EXTRACTED DATA:
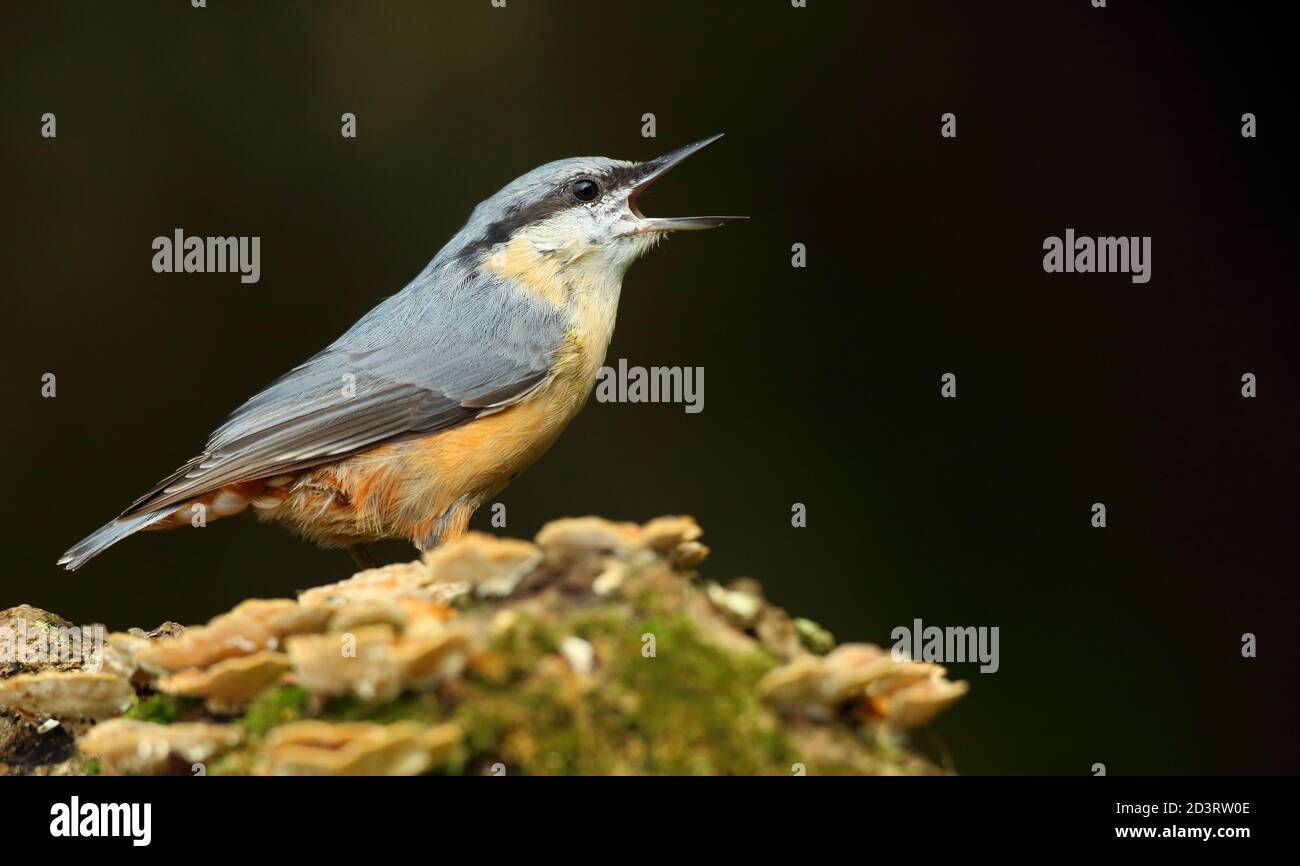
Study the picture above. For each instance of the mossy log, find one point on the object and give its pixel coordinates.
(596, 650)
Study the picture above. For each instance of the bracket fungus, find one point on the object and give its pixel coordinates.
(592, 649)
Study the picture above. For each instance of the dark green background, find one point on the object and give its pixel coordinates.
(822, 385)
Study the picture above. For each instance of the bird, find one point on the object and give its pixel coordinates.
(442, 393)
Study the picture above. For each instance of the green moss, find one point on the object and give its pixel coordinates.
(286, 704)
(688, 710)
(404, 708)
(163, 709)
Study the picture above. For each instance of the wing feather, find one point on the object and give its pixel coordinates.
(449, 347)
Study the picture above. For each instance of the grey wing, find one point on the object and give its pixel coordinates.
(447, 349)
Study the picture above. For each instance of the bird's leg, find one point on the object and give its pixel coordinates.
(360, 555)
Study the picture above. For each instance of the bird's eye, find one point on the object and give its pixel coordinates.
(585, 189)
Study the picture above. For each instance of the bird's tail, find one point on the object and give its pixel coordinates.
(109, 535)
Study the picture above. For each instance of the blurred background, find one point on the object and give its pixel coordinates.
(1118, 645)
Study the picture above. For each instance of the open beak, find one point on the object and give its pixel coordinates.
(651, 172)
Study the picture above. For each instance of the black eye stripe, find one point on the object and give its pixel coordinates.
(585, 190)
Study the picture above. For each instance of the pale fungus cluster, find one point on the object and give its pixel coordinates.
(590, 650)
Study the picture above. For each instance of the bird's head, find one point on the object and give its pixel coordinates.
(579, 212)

DIRECTIVE: Rewrite the data above, replacing every occurrence of "pixel coordinates" with "x and y coordinates" and leaving everything else unchanged. Omit the pictures.

OUTPUT FOR THIS TASK:
Study the picture above. For each instance of the mossy log, find one point on the object and give its x and y coordinates.
(596, 650)
Study the picture above. For each instance of the bracket fungus, find one point on the object and give its x and y coordinates.
(592, 649)
Study the picture above. For each instance of the dark green background, find one point on the object and give its x and y coordinates.
(822, 385)
Study the picture above. For each instance of the bird, find one point on the object and give its x and y coordinates.
(442, 393)
Study the picture above. For each instance of the green moss, find one point on the object and give its x and y coordinates.
(286, 704)
(688, 710)
(404, 708)
(163, 709)
Study the picture above. For each instance of the wing feather, find one point on the object and give its x and y coordinates.
(449, 347)
Study the picture above. For each instance of the grey wing, find one point on the object and give its x and y coordinates.
(447, 349)
Study the picture above. For each instance of the bird's leg, find one point on the object and give its x and y coordinates.
(360, 555)
Study the picture above. For each instance of the bird's eye, find one point on the object and give its x and y coordinates.
(585, 189)
Study the picture above. For each instance of the bird's tail, find one point on the object and give its x and y coordinates.
(109, 535)
Study the picture above. For each instance of the blurred background, find one point on the object and give its x and y coordinates.
(1118, 645)
Study the picture above. For each instance of the open beak, find one point on the object and give its x and y coordinates.
(651, 172)
Study the picture above. For each instance of the black eye stripe, find one point on the object and give its x and y coordinates.
(585, 190)
Study the picture above. For each instance of the pale fungus cluster, find one point on the object and give its x and y coordinates.
(590, 650)
Study the picture above. For each instance of the bird's head, find one point on the object and give its x and y coordinates.
(579, 212)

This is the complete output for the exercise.